• **Assignment**
The reply must return each line of the data exactly.

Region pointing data
--------

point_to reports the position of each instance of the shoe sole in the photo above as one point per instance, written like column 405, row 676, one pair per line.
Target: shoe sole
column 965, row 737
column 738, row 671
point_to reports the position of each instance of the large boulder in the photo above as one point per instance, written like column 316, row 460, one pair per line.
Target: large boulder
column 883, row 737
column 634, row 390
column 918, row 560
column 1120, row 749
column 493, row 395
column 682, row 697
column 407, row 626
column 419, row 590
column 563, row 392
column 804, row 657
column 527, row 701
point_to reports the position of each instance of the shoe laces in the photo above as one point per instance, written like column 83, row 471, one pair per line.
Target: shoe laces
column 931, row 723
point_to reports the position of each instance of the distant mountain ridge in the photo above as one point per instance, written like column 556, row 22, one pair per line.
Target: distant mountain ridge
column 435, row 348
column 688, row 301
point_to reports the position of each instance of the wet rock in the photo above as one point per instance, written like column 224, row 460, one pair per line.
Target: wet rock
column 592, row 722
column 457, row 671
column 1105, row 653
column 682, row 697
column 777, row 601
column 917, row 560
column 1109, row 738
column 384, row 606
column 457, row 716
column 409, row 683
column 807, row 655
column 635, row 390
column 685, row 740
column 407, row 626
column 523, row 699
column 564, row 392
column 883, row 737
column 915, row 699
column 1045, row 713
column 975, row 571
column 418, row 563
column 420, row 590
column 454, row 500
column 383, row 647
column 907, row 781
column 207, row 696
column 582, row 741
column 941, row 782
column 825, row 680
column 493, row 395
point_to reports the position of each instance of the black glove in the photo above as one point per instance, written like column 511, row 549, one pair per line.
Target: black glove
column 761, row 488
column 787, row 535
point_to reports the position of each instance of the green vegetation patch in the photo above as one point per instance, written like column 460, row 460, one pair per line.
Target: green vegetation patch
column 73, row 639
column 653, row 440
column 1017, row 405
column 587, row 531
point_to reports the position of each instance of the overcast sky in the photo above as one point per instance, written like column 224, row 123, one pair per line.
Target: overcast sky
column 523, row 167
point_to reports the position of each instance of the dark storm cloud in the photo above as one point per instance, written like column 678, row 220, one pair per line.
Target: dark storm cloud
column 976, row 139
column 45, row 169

--------

• **Task output**
point_to reports the position of each instance of the shoe sole in the photo above as one point per instance, written like column 405, row 676, one pair per line.
Target: shoe sole
column 965, row 737
column 738, row 671
point_to reports the position of each instance of the large boulder in the photo above as one point per instance, written like column 316, row 460, one pair per line.
Target: large boulder
column 883, row 737
column 634, row 390
column 918, row 560
column 1120, row 749
column 493, row 395
column 682, row 697
column 407, row 626
column 419, row 590
column 563, row 392
column 804, row 657
column 527, row 701
point_to reports the position of each instance of the shoe laces in the photo above as one point per instance, written like column 83, row 471, one pair per line.
Target: shoe laces
column 931, row 723
point_to reports the position of each instance of the distant mountain ridge in the photo above as one point per instance, written like column 556, row 22, one pair per line.
Target: distant mountain ridge
column 435, row 348
column 688, row 301
point_to reports the position of each instance of the wet rock in the photo above as one point per instance, written like column 224, row 460, one pair per line.
Target: wet rock
column 592, row 722
column 457, row 671
column 1105, row 653
column 682, row 697
column 777, row 601
column 917, row 560
column 1109, row 738
column 384, row 606
column 457, row 716
column 409, row 683
column 807, row 655
column 635, row 390
column 685, row 740
column 407, row 626
column 523, row 699
column 564, row 392
column 883, row 737
column 915, row 699
column 1045, row 713
column 975, row 571
column 418, row 563
column 420, row 590
column 454, row 500
column 383, row 647
column 907, row 781
column 207, row 696
column 582, row 741
column 941, row 782
column 825, row 680
column 493, row 395
point_to reports the position of each instance of the black glove in the photo above as one point per instance, written like column 511, row 549, one pair per line.
Target: black glove
column 761, row 488
column 787, row 535
point_to reports the position of each instance of the green vegetation patch in the photo above as one point per instance, written like column 460, row 460, one pair per line.
Target: green vegetation patch
column 73, row 639
column 653, row 440
column 1017, row 405
column 587, row 531
point_to reports the position of each instance of the overcast sky in the photo above as one point per instance, written like column 224, row 123, one pair per line.
Target: overcast sky
column 523, row 167
point_to reports the position of each instance of the dark storm cloud in the photo above as one point per instance, written like column 678, row 220, one pair per line.
Target: dark storm cloud
column 976, row 139
column 45, row 169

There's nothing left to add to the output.